◆ **DATASET EXTRACT**:
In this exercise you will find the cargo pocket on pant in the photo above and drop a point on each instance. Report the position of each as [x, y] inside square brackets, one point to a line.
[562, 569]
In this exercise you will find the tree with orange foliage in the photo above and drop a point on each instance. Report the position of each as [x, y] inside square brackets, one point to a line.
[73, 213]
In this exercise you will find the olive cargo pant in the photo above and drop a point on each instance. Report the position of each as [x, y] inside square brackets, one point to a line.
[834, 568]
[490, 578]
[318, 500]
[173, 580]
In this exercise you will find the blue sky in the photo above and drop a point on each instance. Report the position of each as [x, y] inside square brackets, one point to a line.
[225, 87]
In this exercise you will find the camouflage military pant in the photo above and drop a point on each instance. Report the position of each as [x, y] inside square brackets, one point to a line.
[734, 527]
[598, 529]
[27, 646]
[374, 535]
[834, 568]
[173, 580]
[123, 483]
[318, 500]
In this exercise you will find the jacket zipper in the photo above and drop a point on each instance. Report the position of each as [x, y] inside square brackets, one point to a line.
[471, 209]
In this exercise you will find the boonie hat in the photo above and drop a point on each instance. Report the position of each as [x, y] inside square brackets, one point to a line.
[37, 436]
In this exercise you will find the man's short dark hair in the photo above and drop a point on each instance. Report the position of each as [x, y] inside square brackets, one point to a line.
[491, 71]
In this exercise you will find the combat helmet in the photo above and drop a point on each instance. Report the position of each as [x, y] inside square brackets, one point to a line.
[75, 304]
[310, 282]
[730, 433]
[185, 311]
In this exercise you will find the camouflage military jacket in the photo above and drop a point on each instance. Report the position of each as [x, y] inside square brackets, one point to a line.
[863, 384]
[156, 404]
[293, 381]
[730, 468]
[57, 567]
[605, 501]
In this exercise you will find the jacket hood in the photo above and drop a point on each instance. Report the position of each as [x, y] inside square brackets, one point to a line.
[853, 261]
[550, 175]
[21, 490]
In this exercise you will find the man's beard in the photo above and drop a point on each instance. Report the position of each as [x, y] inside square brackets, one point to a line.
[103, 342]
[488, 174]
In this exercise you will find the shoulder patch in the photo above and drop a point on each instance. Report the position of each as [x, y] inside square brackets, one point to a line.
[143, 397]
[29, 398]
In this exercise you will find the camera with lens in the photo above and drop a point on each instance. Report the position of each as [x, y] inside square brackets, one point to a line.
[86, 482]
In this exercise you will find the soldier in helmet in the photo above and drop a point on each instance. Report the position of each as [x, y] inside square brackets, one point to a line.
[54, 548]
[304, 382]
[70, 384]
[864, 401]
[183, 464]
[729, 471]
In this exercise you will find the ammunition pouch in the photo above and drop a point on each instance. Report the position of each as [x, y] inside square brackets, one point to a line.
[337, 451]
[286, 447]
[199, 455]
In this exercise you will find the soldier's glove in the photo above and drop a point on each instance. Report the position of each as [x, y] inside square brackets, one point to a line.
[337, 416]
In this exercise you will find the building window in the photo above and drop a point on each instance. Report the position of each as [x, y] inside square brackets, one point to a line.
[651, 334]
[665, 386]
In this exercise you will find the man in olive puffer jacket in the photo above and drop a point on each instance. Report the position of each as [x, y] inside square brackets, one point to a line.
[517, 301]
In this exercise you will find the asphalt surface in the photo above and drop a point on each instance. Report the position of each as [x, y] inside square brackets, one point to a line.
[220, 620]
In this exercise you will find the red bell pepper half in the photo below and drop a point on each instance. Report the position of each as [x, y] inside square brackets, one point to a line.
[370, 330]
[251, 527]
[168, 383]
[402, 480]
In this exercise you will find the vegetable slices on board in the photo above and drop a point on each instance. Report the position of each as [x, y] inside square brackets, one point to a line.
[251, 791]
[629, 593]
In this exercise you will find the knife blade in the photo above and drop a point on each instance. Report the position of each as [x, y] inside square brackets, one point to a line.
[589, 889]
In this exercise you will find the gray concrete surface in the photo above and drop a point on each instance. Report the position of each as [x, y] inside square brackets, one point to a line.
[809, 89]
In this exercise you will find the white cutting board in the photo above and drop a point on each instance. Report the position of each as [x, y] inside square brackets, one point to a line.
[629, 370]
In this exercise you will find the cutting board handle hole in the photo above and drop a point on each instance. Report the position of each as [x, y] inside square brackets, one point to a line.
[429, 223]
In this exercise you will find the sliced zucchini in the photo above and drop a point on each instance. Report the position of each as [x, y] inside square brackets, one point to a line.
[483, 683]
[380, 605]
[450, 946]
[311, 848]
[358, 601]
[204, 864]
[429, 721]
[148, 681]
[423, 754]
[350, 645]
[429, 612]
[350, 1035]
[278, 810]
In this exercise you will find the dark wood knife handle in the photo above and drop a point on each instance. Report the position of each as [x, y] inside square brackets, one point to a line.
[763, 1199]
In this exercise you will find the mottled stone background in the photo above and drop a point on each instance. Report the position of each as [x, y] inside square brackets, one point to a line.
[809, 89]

◆ **REQUIRED WORK**:
Repeat the material from above exactly, word for word.

◆ **RESPONSE**:
In this exercise you will find the cargo pocket on pant in the photo above and drop a point on each instance. Report the position of each as [x, y] inside square brackets, one point to a line.
[562, 569]
In this exercise you will find the tree with orange foliage in the photo above and drop a point on each instance. Report the position of each as [x, y] inside square brackets, one point to a line.
[73, 213]
In this exercise you will find the olive cargo pant in the photo above and drop a point on each instance. Report the position of each as [x, y] inside square brackets, one point to a line.
[834, 568]
[490, 578]
[318, 500]
[173, 580]
In this exercise you will find the blue sky in the photo above and drop a point on each instance. Report the position of each as [x, y] inside square brackets, one point to a line.
[225, 87]
In this exercise you will find the camouflage military pant in the photo above and drop a point on each instance. Report the position of each as [x, y] inside square brackets, one point to a line.
[734, 527]
[598, 529]
[27, 646]
[374, 535]
[834, 568]
[173, 580]
[123, 483]
[318, 500]
In this exercise you will find the jacket zipper in the photo above and drop a point on each instance. Report the position of each as [x, y] inside square brackets, one point to a line.
[471, 209]
In this exercise you will find the boonie hat in the photo above and drop a point on each instance. Report the position of each as [x, y] inside square brackets, one point to a line.
[37, 436]
In this exercise you will find the man's short dark hair in the photo above and drop a point on each instance. Report the position of each as [x, y] inside square brackets, one point to a line.
[491, 71]
In this exercise you will find the combat helmet in the photo above and drop a point on each instance. Report the position of each as [x, y] inside square brackets, one point to a line.
[75, 304]
[310, 282]
[730, 433]
[185, 311]
In this exercise you will find the camouflage military jacket in the photo above and drop a point on each instance. Report the position of each as [x, y] inside square brackets, one point to a line.
[863, 384]
[156, 404]
[293, 381]
[730, 468]
[57, 567]
[605, 501]
In this exercise you will find the jacket hood in the photo above and drop a point on each instance. Report the position of each as [x, y] inside square brackets, one point to a line.
[853, 261]
[550, 175]
[21, 490]
In this exercise you will find the man's beard in the photo above and drop a point on each instance. Report the position of each as [x, y] inside square brackets, one point to a line.
[103, 342]
[488, 174]
In this exercise you will find the shoulder patch in the photo above and drop a point on each instance. Report the position of each as [x, y] inside square brackets, one point to a line.
[143, 397]
[29, 398]
In this exercise you will find the camera with lens in the photo above and drop a point on each instance. Report the position of each as [x, y] inside square brackets, one point to a line.
[86, 482]
In this exercise you will find the soldier in helmet in the photo above and drop a point on each instance. Report the position of each as [x, y] inside square brackets, one point to a line.
[54, 548]
[304, 382]
[70, 384]
[864, 401]
[183, 464]
[729, 471]
In this exercise you will find the ammunition pouch in the photo above and drop a point on each instance. Report the position of each as [x, y] inside square brackets, one point to a line.
[337, 451]
[286, 447]
[199, 455]
In this exercise you will find the soldier's glove in the photo above and drop a point on each instance. Report the position of each as [x, y] inside square brackets, one point to a line.
[337, 416]
In this exercise you will find the building window in the photo above and drop a point on each instance. Report the position of each as [x, y] inside square brackets, one point to a line.
[651, 334]
[665, 386]
In this exercise you will find the man in olive puffer jacket in the photo above and drop a point on each instance. Report the position of each as [x, y] inside square brackets, one point to a line.
[517, 301]
In this exercise you will find the asphalt surface in the photo above and drop a point on each instance. Report the position of each as [x, y] inside square brackets, one point to a line.
[220, 620]
In this exercise you will find the red bell pepper half in the photo below and drop a point on each instance. Report the position of each as [x, y] inside square brackets, one point to a line.
[370, 330]
[251, 527]
[168, 383]
[402, 480]
In this exercise you will find the vegetable slices on board in the photo above and drop a point on each instance. Report the position of each as [x, y] inside square brackets, one point to a line.
[251, 791]
[629, 593]
In this exercise you will find the knife blade in the photo above and drop a point on each instance. Report the position of each as [x, y] inside square brackets, one point to a line.
[589, 889]
In this exercise you will find the gray concrete surface in the photo above and drop a point on each instance. Report the position of each as [x, y] inside square brackets, one point to a line.
[809, 89]
In this exercise you will find the white cutting board in the photo above and drop a point on each instance. Report the position of each as [x, y] inside square brackets, one point to a line.
[629, 370]
In this exercise you will find the cutting board handle hole in the photo above and drop a point on each instance. Report the position of each as [x, y] inside square brackets, one point to a line.
[429, 223]
In this exercise you will find the sliced zucchini in the photo above and drop a point on each instance. Report the position of each as [x, y] inside square brackets, one point to a line.
[483, 683]
[380, 605]
[450, 946]
[311, 848]
[358, 601]
[204, 864]
[429, 721]
[148, 681]
[423, 754]
[350, 645]
[429, 612]
[350, 1035]
[278, 810]
In this exercise you will find the dark wood knife handle in the photo above and drop a point on each instance. Report the position of each as [x, y] inside square brackets, one point to a line.
[763, 1199]
In this exercise you will find the mottled stone background in the photo above and drop a point on each instance. Report the position of each as [x, y] inside square brackets, one point to a line.
[809, 89]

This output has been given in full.